[squeak-dev] Unicode Support

Fri Dec 4 11:42:11 UTC 2015

I'm currently groping my way to seeing how feature-complete our
Unicode support is.  I am doing this to establish what still needs to
be done to provide full Unicode support.

This seems to me to be an area where it would be best to write it
once, and then have the same codebase incorporated into the Smalltalks
that most share a common ancestry.

I am keen to get: equality-testing for strings; sortability for
strings which have ligatures and diacritic characters; and correct
round-tripping of data.

Call to action:
==========

If you have comments on these proposals - such as "but we already have
that facility" or "the reason we do not have these facilities is
because they are dog-slow" - please let me know them.

If you would like to help out, please let me know.

If you have Unicode experience and expertise, and would like to be, or
would be willing to be, in the  'council of experts' for this project,
please let me know.

If you have comments or ideas on anything mentioned in this email

In the first instance, the initiative's website will be:
http://smalltalk.uk.to/unicode.html

I have created a SqueakSource.com project called UnicodeSupport

I want to avoid re-inventing any facilities which already exist.
Except where they prevent us reaching the goals of:
  - sortable UTF8 strings
  - sortable UTF16 strings
  - equivalence testing of 2 UTF8 strings
  - equivalence testing of 2 UTF16 strings
  - round-tripping UTF8 strings through Smalltalk
  - roundtripping UTF16 strings through Smalltalk.
As I understand it, we have limited Unicode support atm.

Current state of play
===============
ByteString gets converted to WideString when need is automagically detected.

* **SUPPLIED DATA**
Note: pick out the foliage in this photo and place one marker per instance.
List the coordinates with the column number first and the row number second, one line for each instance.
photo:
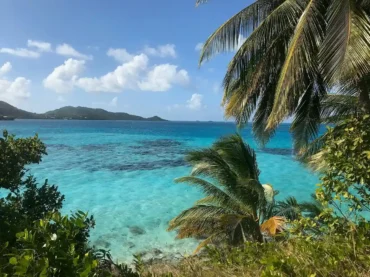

* **PROBLEM A**
From the Unicode support post above, output the passage starting with "I'm currently groping" and going on through "full Unicode support.", copied word for word.
* **PROBLEM B**
In the Unicode support post above, what is the name of the SqueakSource.com project that was created?
* **PROBLEM C**
List every goal that the Unicode support post above gives in its bulleted list of aims that existing facilities must not block.

* **WRITTEN SOLUTION A**
I'm currently groping my way to seeing how feature-complete our
Unicode support is.  I am doing this to establish what still needs to
be done to provide full Unicode support.

* **WRITTEN SOLUTION B**
UnicodeSupport

* **WRITTEN SOLUTION C**
- sortable UTF8 strings
- sortable UTF16 strings
- equivalence testing of 2 UTF8 strings
- equivalence testing of 2 UTF16 strings
- round-tripping UTF8 strings through Smalltalk
- roundtripping UTF16 strings through Smalltalk